— TAREFA —
Dê continuidade à entrevista sobre autoajuda, escrevendo o que vem logo depois da última pergunta apresentada.

— TRECHO SELECIONADO —
######
Pergunta: Há uma certa tendência entre os intelectuais em refutar qualquer obra que tente mostrar caminhos, receitas prontas para se dar bem na vida, no trabalho. O que você acha da invasão da auto-ajuda na sociedade?

Luiz Cuschnir: Por um lado há um apelo comercial e interesses econômicos envolvidos mas temos também que levar em conta que há pessoas que desejam respostas mais simples que venham de fora e não do seu desenvolvimento pessoal que correspondem ao que ela é como indivíduo, com sua particularidade. Enquanto houver mercado e consumo para essas receitas de como viver, haverá esse tipo de literatura que para muitos é suficiente ou ao menos estimula a reflexão.

Pergunta: Em seus workshops você diz que os assuntos correntes são contraindicados para homens que não querem entrar em contato com o que sentem. O que quer dizer com isso?
######
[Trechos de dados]
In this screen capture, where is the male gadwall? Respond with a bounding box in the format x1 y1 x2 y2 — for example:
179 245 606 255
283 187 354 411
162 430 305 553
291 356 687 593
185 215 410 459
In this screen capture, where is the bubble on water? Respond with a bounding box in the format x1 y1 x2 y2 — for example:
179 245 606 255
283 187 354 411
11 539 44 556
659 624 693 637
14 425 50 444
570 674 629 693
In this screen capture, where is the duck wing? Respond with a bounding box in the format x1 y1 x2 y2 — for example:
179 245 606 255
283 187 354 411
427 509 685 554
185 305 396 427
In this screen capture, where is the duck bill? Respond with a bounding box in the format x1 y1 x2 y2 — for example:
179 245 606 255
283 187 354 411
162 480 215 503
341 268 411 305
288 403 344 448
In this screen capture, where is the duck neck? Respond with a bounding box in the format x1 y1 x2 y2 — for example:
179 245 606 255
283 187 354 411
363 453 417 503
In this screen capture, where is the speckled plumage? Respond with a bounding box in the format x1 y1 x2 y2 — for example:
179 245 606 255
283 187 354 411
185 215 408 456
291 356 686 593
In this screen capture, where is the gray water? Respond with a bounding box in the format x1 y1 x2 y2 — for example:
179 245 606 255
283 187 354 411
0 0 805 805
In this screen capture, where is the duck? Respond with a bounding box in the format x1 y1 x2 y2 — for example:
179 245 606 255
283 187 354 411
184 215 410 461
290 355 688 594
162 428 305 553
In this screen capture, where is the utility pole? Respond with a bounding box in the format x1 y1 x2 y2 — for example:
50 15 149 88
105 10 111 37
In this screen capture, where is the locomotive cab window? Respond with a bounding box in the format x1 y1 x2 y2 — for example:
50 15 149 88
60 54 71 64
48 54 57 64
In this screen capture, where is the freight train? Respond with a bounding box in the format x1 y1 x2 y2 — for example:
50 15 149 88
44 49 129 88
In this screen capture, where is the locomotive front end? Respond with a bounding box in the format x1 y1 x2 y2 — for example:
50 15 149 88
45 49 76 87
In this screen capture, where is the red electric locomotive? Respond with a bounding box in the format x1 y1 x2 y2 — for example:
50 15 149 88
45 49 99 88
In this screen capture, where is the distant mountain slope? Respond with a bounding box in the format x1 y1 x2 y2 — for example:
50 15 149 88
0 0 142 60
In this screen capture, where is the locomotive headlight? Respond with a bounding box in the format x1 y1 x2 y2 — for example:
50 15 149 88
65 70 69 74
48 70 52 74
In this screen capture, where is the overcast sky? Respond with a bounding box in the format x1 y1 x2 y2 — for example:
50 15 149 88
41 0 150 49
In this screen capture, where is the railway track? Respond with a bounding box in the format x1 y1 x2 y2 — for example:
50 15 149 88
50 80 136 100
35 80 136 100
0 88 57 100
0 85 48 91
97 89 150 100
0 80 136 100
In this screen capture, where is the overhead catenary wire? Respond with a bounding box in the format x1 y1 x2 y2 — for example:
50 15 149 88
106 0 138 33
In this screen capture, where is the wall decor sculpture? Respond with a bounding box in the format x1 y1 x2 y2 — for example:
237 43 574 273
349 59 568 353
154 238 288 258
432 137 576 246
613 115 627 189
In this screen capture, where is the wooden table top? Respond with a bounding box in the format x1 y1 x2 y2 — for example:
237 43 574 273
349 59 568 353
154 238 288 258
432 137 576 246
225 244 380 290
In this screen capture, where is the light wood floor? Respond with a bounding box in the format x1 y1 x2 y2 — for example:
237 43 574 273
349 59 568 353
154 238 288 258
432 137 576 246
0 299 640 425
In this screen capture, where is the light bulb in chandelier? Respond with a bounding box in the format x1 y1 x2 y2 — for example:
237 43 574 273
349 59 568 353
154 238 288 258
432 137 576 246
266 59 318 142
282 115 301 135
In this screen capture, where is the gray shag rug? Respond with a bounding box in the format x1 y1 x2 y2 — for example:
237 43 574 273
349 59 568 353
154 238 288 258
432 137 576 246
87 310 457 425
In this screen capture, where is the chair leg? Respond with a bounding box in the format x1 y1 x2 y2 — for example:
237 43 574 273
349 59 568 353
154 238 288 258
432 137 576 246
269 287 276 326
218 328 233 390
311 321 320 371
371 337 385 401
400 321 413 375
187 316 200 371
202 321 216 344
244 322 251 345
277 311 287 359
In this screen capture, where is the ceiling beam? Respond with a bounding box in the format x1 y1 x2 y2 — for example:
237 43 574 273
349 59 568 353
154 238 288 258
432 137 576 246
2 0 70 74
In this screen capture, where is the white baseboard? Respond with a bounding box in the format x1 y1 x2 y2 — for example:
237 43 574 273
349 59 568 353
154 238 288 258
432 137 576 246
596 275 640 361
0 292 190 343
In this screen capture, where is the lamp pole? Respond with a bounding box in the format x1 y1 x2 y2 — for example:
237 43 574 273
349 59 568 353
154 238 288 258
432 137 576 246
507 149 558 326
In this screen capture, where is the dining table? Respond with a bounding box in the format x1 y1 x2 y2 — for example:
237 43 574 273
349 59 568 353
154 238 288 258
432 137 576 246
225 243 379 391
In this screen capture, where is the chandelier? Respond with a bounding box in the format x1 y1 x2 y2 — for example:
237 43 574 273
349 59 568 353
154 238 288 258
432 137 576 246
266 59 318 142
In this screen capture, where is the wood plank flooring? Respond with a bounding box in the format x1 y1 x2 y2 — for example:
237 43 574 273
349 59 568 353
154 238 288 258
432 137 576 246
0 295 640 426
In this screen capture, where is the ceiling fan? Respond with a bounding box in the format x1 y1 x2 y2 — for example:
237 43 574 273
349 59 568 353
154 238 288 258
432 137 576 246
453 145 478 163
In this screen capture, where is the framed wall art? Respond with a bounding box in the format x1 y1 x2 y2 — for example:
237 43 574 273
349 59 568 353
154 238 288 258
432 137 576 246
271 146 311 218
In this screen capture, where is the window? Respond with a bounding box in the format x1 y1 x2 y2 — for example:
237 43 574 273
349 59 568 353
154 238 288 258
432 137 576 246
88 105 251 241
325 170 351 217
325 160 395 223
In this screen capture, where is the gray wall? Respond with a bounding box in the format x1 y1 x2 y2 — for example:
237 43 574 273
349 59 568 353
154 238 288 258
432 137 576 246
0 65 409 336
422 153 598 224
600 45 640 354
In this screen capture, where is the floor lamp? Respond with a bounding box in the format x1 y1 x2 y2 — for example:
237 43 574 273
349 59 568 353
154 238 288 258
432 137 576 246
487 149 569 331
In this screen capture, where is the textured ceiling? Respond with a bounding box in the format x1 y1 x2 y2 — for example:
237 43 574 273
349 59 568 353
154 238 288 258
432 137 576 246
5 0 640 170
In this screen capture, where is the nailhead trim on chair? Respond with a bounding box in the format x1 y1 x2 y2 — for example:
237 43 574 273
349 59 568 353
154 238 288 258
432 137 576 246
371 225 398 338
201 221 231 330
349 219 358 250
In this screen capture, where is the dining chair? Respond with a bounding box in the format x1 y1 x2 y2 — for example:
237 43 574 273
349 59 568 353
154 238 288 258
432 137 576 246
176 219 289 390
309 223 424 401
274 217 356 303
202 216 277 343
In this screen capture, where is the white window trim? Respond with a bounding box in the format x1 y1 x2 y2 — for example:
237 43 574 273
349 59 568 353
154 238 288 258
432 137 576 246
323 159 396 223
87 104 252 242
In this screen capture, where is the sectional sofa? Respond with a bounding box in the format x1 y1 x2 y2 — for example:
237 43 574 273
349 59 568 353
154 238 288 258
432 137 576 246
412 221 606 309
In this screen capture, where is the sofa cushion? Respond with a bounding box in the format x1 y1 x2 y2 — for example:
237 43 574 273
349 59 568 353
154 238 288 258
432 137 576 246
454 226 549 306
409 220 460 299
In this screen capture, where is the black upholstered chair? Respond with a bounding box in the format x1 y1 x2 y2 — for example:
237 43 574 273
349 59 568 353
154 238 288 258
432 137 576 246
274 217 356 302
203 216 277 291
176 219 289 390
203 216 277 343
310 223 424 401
######
— RESPOSTA ESCRITA —
Luiz Cuschnir: Existem ainda homens que não querem falar de suas angústias ou do que sente porque foi educado a pensar que isso pode afetar sua masculinidade. É o medo de passar ridículo, de ser zombado, por isso ao ficar calado, ele assume uma postura de preservação. Parece que se ele se abrir, vai expor fraquezas. Homens no geral, até por causa da educação que tiveram (muito disso pode até vir da mãe) acabam sabendo muito pouco sobre suas próprias emoções, apesar de vivenciarem sentimentos muito fortes. A “provocação” que coloquei no texto do workshop é justamente para que esse homem saiba que ele, sim, pode se abrir, pode ter contato com o que sente e mais, pode trocar suas vivências emotivas com outros homens e ver que eles também têm dúvidas, também têm angústias e também não precisam ser um super-homem.

Pergunta: Como o seu trabalho tem sido recebido pelas empresas?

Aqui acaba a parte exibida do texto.